### 短い課題 A
次の文書抜粋から、「2009年02月18日 14時15分15秒 | 僕と「ジャン=クリストフ」」で始まり「どん底をのたうちまわるような 悲痛を味わった。」まで続く部分をそのまま書き写してください。

### 文書抜粋
· · · · · · ·

「境界に生きた心子」

境界性パーソナリティ障害の彼女と過ごした千変万化の日々を綴った、ノンフィクションのラブストーリー[星和書店・刊]

愛の再生

2009年02月18日 14時15分15秒 | 僕と「ジャン=クリストフ」
 
(前の記事からの続き)

(10/23)

「 人に理解される、 人を理解するということの 困難さを

 誰よりも思い知らされながら、 誰よりもそれを求め、 もがき苦しんでいる。

 そのことについては 僕はこの3年間、 或いはこの数カ月間、

 どん底をのたうちまわるような 悲痛を味わった。

 このようなことは 人に漏らさず、 黙って持ちこたえ、

 自若として成長していくのが 人物といわれるものかもしれない。

 しかし 僕をして作家へ向かわしめる 表現欲求 (或いは自己顕示欲) は、

 どうしても 告白の衝動をかきたてる。

· · · · · · ·

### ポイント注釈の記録
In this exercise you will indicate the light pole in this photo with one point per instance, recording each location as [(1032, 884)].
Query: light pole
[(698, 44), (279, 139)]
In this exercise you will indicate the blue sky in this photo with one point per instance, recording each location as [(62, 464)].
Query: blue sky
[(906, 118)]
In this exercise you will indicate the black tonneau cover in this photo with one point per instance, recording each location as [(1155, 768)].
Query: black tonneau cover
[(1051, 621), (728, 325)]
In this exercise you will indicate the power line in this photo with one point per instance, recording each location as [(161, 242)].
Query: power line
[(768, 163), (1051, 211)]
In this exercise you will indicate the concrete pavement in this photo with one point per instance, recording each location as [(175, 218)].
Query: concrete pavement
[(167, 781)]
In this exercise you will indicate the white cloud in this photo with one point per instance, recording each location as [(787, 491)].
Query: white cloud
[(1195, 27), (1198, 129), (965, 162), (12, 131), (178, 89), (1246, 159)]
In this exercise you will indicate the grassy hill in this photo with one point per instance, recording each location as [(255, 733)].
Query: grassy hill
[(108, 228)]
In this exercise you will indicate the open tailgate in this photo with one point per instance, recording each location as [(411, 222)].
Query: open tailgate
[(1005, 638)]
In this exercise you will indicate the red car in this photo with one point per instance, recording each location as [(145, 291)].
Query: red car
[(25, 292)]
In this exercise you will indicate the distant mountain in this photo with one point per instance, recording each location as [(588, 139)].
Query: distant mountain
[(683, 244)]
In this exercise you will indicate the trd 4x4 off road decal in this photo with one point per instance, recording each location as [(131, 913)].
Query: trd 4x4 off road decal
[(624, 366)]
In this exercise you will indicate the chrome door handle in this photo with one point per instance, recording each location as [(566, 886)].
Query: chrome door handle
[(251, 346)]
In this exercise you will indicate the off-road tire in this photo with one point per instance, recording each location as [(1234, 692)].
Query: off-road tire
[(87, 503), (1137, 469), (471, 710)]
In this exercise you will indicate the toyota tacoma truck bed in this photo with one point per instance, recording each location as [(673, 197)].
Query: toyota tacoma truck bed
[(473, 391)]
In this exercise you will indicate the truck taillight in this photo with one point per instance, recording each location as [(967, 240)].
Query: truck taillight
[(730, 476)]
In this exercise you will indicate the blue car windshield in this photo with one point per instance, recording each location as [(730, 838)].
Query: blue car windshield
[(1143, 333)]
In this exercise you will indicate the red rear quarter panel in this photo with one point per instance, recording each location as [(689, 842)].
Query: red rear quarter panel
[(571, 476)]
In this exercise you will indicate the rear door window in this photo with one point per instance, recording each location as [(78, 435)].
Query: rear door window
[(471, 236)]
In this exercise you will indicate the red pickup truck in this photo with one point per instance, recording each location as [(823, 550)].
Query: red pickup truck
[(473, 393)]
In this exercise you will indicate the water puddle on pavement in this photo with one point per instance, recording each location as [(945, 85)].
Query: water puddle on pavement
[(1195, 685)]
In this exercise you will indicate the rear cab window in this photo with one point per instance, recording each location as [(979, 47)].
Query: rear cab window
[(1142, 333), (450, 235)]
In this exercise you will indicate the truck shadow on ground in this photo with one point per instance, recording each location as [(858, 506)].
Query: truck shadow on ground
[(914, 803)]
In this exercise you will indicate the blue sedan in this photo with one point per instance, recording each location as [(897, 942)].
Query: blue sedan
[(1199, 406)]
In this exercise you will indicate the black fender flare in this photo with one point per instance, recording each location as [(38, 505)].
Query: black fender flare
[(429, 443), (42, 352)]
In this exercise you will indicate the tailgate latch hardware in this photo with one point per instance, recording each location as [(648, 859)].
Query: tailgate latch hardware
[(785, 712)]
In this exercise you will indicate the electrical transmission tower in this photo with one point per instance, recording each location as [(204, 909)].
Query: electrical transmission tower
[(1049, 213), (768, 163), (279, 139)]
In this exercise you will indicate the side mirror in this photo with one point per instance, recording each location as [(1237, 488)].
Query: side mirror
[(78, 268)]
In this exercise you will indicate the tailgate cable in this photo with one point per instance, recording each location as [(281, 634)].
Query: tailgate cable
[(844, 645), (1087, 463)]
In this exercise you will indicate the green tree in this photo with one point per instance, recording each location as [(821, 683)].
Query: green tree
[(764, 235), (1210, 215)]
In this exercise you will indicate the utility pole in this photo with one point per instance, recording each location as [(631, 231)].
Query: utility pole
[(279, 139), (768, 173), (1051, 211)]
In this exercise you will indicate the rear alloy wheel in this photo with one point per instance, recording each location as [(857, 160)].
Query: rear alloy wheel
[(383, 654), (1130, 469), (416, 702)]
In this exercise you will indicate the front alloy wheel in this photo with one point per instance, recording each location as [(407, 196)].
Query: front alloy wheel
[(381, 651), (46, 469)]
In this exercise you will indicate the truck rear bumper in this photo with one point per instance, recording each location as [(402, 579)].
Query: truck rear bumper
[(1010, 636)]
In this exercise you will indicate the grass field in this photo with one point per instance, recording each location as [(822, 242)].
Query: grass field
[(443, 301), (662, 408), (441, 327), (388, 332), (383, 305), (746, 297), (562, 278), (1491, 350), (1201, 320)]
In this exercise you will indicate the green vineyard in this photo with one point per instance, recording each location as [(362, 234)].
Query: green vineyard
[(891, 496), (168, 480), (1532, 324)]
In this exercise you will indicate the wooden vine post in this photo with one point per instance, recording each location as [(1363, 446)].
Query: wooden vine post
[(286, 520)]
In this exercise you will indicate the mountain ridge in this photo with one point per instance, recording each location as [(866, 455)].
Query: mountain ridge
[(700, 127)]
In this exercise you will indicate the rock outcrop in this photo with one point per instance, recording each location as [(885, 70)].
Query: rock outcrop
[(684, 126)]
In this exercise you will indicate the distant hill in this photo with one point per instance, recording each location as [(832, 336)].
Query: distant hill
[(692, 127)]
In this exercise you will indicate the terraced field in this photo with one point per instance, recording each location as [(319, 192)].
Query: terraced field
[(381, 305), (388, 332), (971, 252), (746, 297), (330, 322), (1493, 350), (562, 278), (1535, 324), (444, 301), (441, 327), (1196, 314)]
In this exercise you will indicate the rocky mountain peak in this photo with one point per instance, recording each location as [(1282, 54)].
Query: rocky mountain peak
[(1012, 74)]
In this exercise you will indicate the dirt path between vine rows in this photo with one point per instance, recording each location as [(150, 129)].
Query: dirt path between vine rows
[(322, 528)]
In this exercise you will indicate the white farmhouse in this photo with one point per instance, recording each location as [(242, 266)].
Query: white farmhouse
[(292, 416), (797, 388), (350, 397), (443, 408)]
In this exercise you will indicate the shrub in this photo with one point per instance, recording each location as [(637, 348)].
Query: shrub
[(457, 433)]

· · · · · · ·

### 短い課題 B
上の記録で、「In this exercise you will indicate the black fender」を含む行から始まり「[(279, 139), (768, 173), (1051, 211)]」を含む行まで続く部分を、両端の行も含めて、「tailgate」を「liftgate」に置き換えて書き直してください。ほかはすべて変えずに、これらの行だけを示してください。

### 課題の出力 A
2009年02月18日 14時15分15秒 | 僕と「ジャン=クリストフ」
 
(前の記事からの続き)

(10/23)

「 人に理解される、 人を理解するということの 困難さを

 誰よりも思い知らされながら、 誰よりもそれを求め、 もがき苦しんでいる。

 そのことについては 僕はこの3年間、 或いはこの数カ月間、

 どん底をのたうちまわるような 悲痛を味わった。

### 課題の出力 B
In this exercise you will indicate the black fender flare in this photo with one point per instance, recording each location as [(38, 505)].
Query: black fender flare
[(429, 443), (42, 352)]
In this exercise you will indicate the liftgate latch hardware in this photo with one point per instance, recording each location as [(648, 859)].
Query: liftgate latch hardware
[(785, 712)]
In this exercise you will indicate the electrical transmission tower in this photo with one point per instance, recording each location as [(204, 909)].
Query: electrical transmission tower
[(1049, 213), (768, 163), (279, 139)]
In this exercise you will indicate the side mirror in this photo with one point per instance, recording each location as [(1237, 488)].
Query: side mirror
[(78, 268)]
In this exercise you will indicate the liftgate cable in this photo with one point per instance, recording each location as [(281, 634)].
Query: liftgate cable
[(844, 645), (1087, 463)]
In this exercise you will indicate the green tree in this photo with one point per instance, recording each location as [(821, 683)].
Query: green tree
[(764, 235), (1210, 215)]
In this exercise you will indicate the utility pole in this photo with one point per instance, recording each location as [(631, 231)].
Query: utility pole
[(279, 139), (768, 173), (1051, 211)]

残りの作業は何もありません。